§ **Tarefa escrita 1**: Diga se cada afirmação abaixo está de acordo com o texto sobre Leonard Cohen, respondendo sim ou não e citando literalmente as palavras do texto que o decidem. (a) Leonard Cohen nunca chegou a casar. (b) A fotógrafa Suzanne deu nome a uma das músicas de Cohen. (c) Cohen conheceu Marianne em Atenas.
§ **Tarefa escrita 2**: Converta todas as linhas da listagem numa tabela Markdown com as colunas "Nº" e "Conteúdo", uma linha por fila e sem as linhas em branco. Deixe as imagens de fora da resposta.

§ **Texto de origem**:
-------

A história de Leonard Cohen é feita de música, poesia mas também das muitas mulheres que lhe serviram de inspiração ao longo dos anos (e que até deram nome a algumas das suas músicas). Dono de um charme irresistível (seria da voz rouca? da guitarra às costas?), as paixões foram-se seguindo umas às outras. Houve Marianne, a “mulher mais bonita do mundo” que conheceu no porto da ilha grega de Hidra, a fotógrafa Suzanne, que não deu nome a nenhuma música (ao contrário do que se pensa) mas que lhe deu dois filhos, e muitas outras.

Eterno amante (apesar dos muitos relacionamentos, nunca chegou a casar), numa entrevista em 2005 admitiu que sempre teve “um grande apetite pela companhia” feminina e pela “expressão sexual da amizade, da comunicação”. “Parece ser a versão óbvia e simples que inventei para a atração entre homens e mulheres. Nunca tive muito jeito para as coisas que as mulheres querem, e não sei se algum homem tem”, afirmou entre risos. É que Cohen amou muito, mas nunca foi capaz de dar amor. “Tive paixões maravilhosas mas nunca dei amor. Fui incapaz de responder ao amor que recebi”, disse a Sylvie Simmons, autora de I’m Your Man: The Biography of Leonard Cohen.

-------

§ **Dados de entrada**:
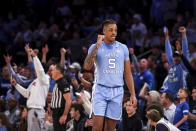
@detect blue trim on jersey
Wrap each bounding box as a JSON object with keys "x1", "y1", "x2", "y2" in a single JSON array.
[{"x1": 88, "y1": 41, "x2": 129, "y2": 87}]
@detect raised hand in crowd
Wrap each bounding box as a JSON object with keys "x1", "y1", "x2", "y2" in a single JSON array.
[
  {"x1": 29, "y1": 49, "x2": 37, "y2": 57},
  {"x1": 60, "y1": 48, "x2": 67, "y2": 55},
  {"x1": 176, "y1": 41, "x2": 182, "y2": 54},
  {"x1": 3, "y1": 54, "x2": 12, "y2": 66},
  {"x1": 42, "y1": 44, "x2": 49, "y2": 63},
  {"x1": 10, "y1": 77, "x2": 17, "y2": 87},
  {"x1": 60, "y1": 48, "x2": 67, "y2": 67},
  {"x1": 25, "y1": 43, "x2": 30, "y2": 55},
  {"x1": 129, "y1": 48, "x2": 134, "y2": 55},
  {"x1": 42, "y1": 44, "x2": 49, "y2": 54}
]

-------

§ **Resposta 1**:
(a) Sim: "apesar dos muitos relacionamentos, nunca chegou a casar".
(b) Não: "que não deu nome a nenhuma música (ao contrário do que se pensa)".
(c) Não: "que conheceu no porto da ilha grega de Hidra".

§ **Resposta 2**:
| Nº | Conteúdo |
|---|---|
| 1 | @detect blue trim on jersey |
| 2 | Wrap each bounding box as a JSON object with keys "x1", "y1", "x2", "y2" in a single JSON array. |
| 3 | [{"x1": 88, "y1": 41, "x2": 129, "y2": 87}] |
| 4 | @detect raised hand in crowd |
| 5 | Wrap each bounding box as a JSON object with keys "x1", "y1", "x2", "y2" in a single JSON array. |
| 6 | [ |
| 7 |   {"x1": 29, "y1": 49, "x2": 37, "y2": 57}, |
| 8 |   {"x1": 60, "y1": 48, "x2": 67, "y2": 55}, |
| 9 |   {"x1": 176, "y1": 41, "x2": 182, "y2": 54}, |
| 10 |   {"x1": 3, "y1": 54, "x2": 12, "y2": 66}, |
| 11 |   {"x1": 42, "y1": 44, "x2": 49, "y2": 63}, |
| 12 |   {"x1": 10, "y1": 77, "x2": 17, "y2": 87}, |
| 13 |   {"x1": 60, "y1": 48, "x2": 67, "y2": 67}, |
| 14 |   {"x1": 25, "y1": 43, "x2": 30, "y2": 55}, |
| 15 |   {"x1": 129, "y1": 48, "x2": 134, "y2": 55}, |
| 16 |   {"x1": 42, "y1": 44, "x2": 49, "y2": 54} |
| 17 | ] |